[Opening PASSAGE section]

Soft, Easy Foods for a Sore Throat
When swallowing feels like dragging sandpaper across raw skin, you need foods that slide down without friction. Good options include:
- Scrambled eggs or soft-boiled eggs for protein
- Mashed potatoes or mashed sweet potatoes
- Oatmeal or cream of wheat cooked until soft
- Yogurt (plain or vanilla)
- Smoothies made with banana, frozen berries, and yogurt
- Applesauce and soft ripe bananas
- Pudding, gelatin, or ice cream when you just need calories
The priority here is getting something in your body. Cold foods like ice cream, popsicles, and smoothies can also numb a sore throat slightly, which is a nice bonus. If you’re really struggling to eat, liquid meal supplements or instant breakfast drinks can bridge the gap until your appetite returns.
Staying Hydrated Matters More Than Eating
Fluids matter more than food when you’re sick. Fever, sweating, and increased mucus production all drain water from your body faster than usual. General guidelines recommend about 9 cups of fluid daily for women and 12 cups for men under normal conditions, and you likely need more when fighting a cold.
Water is the obvious choice, but warm liquids tend to feel better and may help loosen congestion. Herbal tea with honey, warm broth, diluted juice, and warm water with lemon all count. Avoid alcohol, which dehydrates you, and go light on caffeine for the same reason. If you’re not hungry at all, prioritize fluids over food. A day of mostly liquids won’t hurt you. Multiple days of dehydration will.
Vitamin C and Zinc: Modest but Real Benefits
Neither vitamin C nor zinc will cure your cold, but both can shave time off it. Taking 200 mg of vitamin C daily, the dose used in most studies, shortens a typical seven-day cold by about 13 hours. That’s not dramatic, but it’s measurable. Zinc lozenges appear to cut cold duration by a few days, though results vary depending on the formulation and when you start taking them.
You can get vitamin C from citrus fruits, strawberries, bell peppers, and kiwi. Zinc is found in meat, shellfish, seeds, and nuts. Supplements are a reasonable option if you’re not eating much, but megadosing won’t speed things up further. The tolerable upper limit for vitamin C is 2,000 mg per day, and excess zinc can cause nausea, which is the last thing you need right now.

[Closing PASSAGE section]

> _PROBLEMS AND TASKS_:
1: Decide whether each statement agrees with the cold-care passage, answering yes or no and quoting the words that settle it: (a) Taking 200 mg of vitamin C daily shortens a typical seven-day cold by about 13 hours. (b) Caffeine should be cut out completely during a cold. (c) Citrus fruits are listed as a source of zinc.
2: According to the cold-care passage, why do fluids matter more than food when you are sick? Answer in one to three sentences.
3: Resume the cold-care passage after its final sentence.
The entries below have nothing to do with the cold-care passage.

[Opening RAW DATA section]

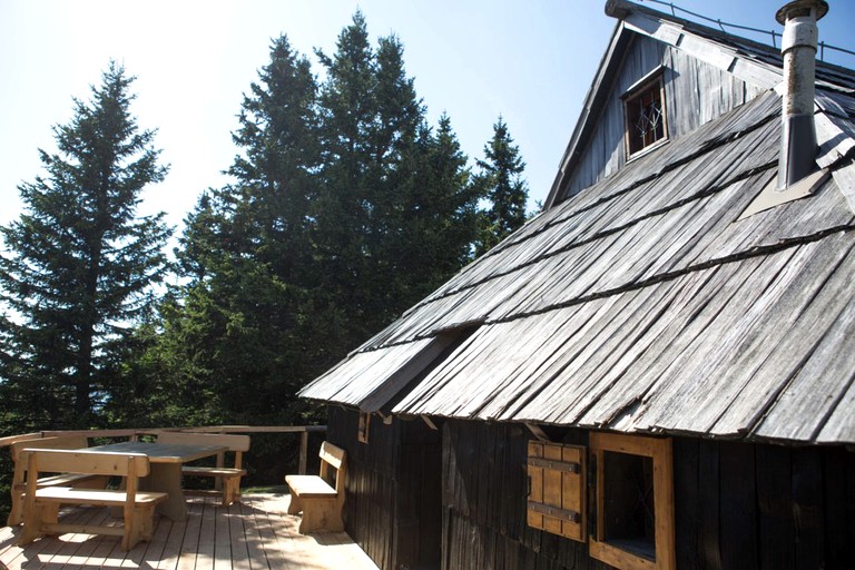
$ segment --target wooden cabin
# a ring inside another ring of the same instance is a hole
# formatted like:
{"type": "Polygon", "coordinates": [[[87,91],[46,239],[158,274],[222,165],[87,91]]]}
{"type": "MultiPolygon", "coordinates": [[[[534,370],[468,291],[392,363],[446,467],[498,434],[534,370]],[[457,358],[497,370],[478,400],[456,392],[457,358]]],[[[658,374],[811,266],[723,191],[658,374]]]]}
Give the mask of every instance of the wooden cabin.
{"type": "Polygon", "coordinates": [[[543,212],[302,390],[346,530],[384,570],[852,568],[855,72],[790,147],[790,52],[607,12],[543,212]]]}

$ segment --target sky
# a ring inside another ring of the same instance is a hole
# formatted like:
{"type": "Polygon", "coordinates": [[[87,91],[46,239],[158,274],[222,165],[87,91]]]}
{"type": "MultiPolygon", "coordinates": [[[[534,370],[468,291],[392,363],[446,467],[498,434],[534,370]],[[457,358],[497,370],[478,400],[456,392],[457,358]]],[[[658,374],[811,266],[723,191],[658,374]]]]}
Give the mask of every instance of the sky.
{"type": "MultiPolygon", "coordinates": [[[[675,0],[708,18],[780,31],[784,0],[675,0]]],[[[855,51],[855,0],[829,0],[820,40],[855,51]],[[848,30],[847,30],[848,28],[848,30]]],[[[527,163],[530,209],[558,171],[616,20],[605,0],[0,0],[0,225],[21,214],[18,186],[43,175],[38,149],[90,99],[110,60],[136,76],[130,112],[157,129],[166,180],[140,214],[166,212],[179,230],[199,194],[228,181],[243,94],[286,35],[320,71],[314,49],[335,52],[356,10],[368,32],[396,35],[406,73],[432,125],[451,118],[474,159],[501,115],[527,163]]],[[[667,6],[642,2],[660,11],[667,6]]],[[[678,16],[695,19],[685,12],[678,16]]],[[[769,42],[741,32],[753,39],[769,42]]],[[[855,57],[827,58],[855,68],[855,57]]]]}

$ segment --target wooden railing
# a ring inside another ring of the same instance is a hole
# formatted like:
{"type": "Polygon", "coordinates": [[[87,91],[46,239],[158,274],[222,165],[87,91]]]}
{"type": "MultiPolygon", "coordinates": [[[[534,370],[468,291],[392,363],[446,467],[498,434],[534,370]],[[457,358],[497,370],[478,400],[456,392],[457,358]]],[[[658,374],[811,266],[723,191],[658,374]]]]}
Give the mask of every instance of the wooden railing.
{"type": "Polygon", "coordinates": [[[326,432],[326,425],[205,425],[197,428],[146,428],[125,430],[51,430],[33,433],[22,433],[0,438],[0,448],[11,445],[21,440],[51,438],[56,435],[86,435],[87,438],[128,438],[137,441],[144,435],[156,435],[158,432],[207,432],[207,433],[299,433],[299,465],[297,471],[306,473],[308,458],[308,434],[326,432]]]}

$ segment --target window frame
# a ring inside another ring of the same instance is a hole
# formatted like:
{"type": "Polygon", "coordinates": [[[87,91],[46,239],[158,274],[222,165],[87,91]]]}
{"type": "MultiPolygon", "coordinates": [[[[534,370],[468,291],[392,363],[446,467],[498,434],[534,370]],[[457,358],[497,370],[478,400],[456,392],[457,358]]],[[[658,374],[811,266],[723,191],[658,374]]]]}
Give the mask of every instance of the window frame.
{"type": "Polygon", "coordinates": [[[602,517],[594,515],[589,530],[591,557],[621,570],[672,570],[677,567],[674,522],[674,453],[670,439],[627,435],[622,433],[591,432],[589,436],[589,464],[594,479],[594,497],[591,498],[597,514],[605,512],[605,454],[606,452],[640,455],[653,463],[653,509],[656,560],[632,553],[605,540],[602,517]]]}
{"type": "Polygon", "coordinates": [[[620,99],[623,102],[623,148],[627,154],[627,161],[638,158],[660,146],[665,145],[668,139],[668,105],[665,97],[665,66],[659,66],[645,77],[636,81],[629,89],[627,89],[620,99]],[[659,102],[661,111],[662,122],[662,136],[661,138],[653,140],[647,145],[642,145],[640,148],[632,150],[632,128],[630,124],[630,105],[632,101],[637,101],[639,97],[650,92],[658,87],[659,102]]]}
{"type": "Polygon", "coordinates": [[[360,420],[356,426],[356,441],[360,443],[368,443],[368,429],[371,426],[371,412],[363,412],[360,410],[360,420]]]}

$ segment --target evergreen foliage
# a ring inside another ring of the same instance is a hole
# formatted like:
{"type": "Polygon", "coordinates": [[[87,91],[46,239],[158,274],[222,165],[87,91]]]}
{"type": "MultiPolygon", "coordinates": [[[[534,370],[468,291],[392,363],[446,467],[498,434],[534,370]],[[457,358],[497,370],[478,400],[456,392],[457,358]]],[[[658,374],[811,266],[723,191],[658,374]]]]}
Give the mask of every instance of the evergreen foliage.
{"type": "Polygon", "coordinates": [[[502,117],[493,125],[493,138],[484,146],[484,158],[478,161],[481,171],[475,176],[475,185],[490,207],[481,213],[476,255],[522,227],[529,197],[528,184],[522,178],[525,163],[502,117]]]}
{"type": "Polygon", "coordinates": [[[91,101],[53,128],[47,173],[19,186],[26,212],[0,228],[0,401],[4,430],[90,428],[121,384],[132,326],[150,314],[171,230],[138,216],[163,180],[154,131],[129,106],[132,77],[110,63],[91,101]]]}

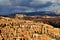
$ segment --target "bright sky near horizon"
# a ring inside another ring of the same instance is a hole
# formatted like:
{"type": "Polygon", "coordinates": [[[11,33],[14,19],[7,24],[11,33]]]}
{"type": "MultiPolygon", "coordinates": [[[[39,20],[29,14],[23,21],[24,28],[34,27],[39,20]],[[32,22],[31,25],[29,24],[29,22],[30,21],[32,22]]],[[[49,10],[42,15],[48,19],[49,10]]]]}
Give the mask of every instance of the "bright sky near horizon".
{"type": "Polygon", "coordinates": [[[0,0],[0,13],[60,11],[60,0],[0,0]]]}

[Closing RAW DATA section]

> _REPLIES_:
1:
(a) Yes: "Taking 200 mg of vitamin C daily, the dose used in most studies, shortens a typical seven-day cold by about 13 hours."
(b) No: "go light on caffeine for the same reason."
(c) No: "Zinc is found in meat, shellfish, seeds, and nuts."

2: Fever, sweating, and increased mucus production all drain water from the body faster than usual. So you likely need more than the normal daily fluid amount while fighting a cold.

3:
Garlic: Promising but Uncertain
Garlic contains allicin, a compound with antimicrobial properties. A single fresh clove contains roughly 17 to 19 mg of allicin. One trial of 146 participants found that daily garlic supplementation over 12 weeks was associated with fewer colds, but a Cochrane review noted the evidence is still limited, with the exact mechanism of garlic’s antiviral action remaining unknown. Adding garlic to your soup or meals certainly won’t hurt, and it fits naturally into the warm, savory foods that feel good when you’re sick. Just don’t count on it as a standalone remedy.
Probiotics May Help With Fever
Your gut plays a surprisingly large role in immune function, and there’s growing evidence that probiotics can support your body during a respiratory infection. A clinical trial found that children with upper respiratory infections who took a daily probiotic mixture had a median fever duration of 3 days compared to 5 days in the placebo group. That’s a meaningful difference.
Yogurt with live active cultures, kefir, and fermented foods like kimchi and sauerkraut are all natural sources of beneficial bacteria. If you’re already eating yogurt for your sore throat, you’re getting a two-for-one benefit.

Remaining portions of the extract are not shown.